• Task details
Convert the part of the listing starting at the line containing "like x=115 y=11." and ending at the last line of the listing into a numbered list, omitting any blank lines.
[Start Extracted data]
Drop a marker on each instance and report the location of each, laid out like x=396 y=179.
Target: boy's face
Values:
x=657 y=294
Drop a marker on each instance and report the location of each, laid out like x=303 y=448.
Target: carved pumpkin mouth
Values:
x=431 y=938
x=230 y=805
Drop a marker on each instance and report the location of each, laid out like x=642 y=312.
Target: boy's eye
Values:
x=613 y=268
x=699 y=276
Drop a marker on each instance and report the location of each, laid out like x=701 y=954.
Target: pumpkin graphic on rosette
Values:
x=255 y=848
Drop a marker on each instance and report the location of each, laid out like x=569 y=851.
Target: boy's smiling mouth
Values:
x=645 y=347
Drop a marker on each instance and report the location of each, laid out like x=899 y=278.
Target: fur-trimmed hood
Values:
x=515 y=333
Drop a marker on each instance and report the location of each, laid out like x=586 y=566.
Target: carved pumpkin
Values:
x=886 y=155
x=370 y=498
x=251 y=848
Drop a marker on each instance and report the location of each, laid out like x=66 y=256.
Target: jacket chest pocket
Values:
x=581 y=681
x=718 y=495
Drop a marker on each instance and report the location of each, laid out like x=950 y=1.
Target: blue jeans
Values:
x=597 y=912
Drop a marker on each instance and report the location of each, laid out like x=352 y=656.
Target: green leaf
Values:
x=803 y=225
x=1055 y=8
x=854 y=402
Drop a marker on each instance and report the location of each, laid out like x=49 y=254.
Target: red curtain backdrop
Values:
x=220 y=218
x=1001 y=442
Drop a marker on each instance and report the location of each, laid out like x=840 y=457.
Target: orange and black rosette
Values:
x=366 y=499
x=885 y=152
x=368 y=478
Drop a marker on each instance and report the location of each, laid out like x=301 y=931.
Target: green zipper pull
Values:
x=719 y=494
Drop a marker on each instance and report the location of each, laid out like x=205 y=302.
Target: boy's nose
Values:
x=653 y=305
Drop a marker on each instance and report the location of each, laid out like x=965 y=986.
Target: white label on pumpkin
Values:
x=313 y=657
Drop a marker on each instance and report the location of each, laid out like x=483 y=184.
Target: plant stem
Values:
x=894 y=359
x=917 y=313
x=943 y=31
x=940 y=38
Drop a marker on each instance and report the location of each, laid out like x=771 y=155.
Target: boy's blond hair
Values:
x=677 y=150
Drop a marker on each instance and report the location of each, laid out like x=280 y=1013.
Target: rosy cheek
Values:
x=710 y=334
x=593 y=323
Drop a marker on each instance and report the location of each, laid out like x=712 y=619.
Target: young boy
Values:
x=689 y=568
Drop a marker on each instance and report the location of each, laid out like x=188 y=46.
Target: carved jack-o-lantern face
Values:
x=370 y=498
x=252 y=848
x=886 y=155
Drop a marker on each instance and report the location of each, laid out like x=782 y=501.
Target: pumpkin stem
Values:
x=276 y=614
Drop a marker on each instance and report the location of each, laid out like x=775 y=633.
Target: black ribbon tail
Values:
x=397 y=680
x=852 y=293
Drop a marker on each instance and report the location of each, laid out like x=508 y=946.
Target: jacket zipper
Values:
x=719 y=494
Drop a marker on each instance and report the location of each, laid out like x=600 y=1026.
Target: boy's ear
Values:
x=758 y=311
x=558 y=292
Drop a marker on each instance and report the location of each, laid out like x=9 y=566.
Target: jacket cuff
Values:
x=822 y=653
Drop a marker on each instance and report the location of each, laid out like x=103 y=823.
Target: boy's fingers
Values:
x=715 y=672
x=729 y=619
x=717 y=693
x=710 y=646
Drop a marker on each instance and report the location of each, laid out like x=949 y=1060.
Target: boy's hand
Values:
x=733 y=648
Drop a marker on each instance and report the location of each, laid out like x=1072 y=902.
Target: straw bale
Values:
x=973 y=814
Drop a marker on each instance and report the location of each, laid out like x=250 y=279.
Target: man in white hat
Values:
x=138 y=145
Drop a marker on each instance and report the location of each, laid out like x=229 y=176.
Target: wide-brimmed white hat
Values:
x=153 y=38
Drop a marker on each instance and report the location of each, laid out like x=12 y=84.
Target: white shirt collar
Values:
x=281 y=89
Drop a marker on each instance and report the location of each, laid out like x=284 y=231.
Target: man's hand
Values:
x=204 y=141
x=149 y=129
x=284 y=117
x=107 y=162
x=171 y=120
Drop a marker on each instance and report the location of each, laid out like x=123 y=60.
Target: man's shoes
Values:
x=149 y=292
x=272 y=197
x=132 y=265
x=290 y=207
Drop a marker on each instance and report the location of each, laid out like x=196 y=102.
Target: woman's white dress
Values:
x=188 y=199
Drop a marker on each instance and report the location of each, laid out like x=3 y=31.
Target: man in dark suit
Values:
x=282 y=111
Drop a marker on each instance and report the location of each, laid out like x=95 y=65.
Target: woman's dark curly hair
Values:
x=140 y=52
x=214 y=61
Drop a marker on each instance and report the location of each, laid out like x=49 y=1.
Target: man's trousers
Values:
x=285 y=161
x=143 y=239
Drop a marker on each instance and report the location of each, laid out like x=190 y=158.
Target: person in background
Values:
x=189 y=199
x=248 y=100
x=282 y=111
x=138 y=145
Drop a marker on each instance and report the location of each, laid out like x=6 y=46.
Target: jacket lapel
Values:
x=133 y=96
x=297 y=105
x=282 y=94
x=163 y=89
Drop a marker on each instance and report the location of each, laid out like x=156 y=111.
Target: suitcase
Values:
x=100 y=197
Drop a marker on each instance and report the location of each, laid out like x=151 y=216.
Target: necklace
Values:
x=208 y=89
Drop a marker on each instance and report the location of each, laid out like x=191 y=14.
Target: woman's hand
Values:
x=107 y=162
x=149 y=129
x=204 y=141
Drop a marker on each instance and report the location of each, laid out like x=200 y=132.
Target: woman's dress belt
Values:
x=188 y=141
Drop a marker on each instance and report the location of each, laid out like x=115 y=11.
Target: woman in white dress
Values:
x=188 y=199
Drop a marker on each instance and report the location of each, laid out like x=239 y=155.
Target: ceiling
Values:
[End Extracted data]
• Result of this task
1. Drop a marker on each instance and report the location of each, laid out like x=115 y=11.
2. Target: woman in white dress
3. Values:
4. x=188 y=199
5. Drop a marker on each instance and report the location of each, laid out like x=239 y=155.
6. Target: ceiling
7. Values:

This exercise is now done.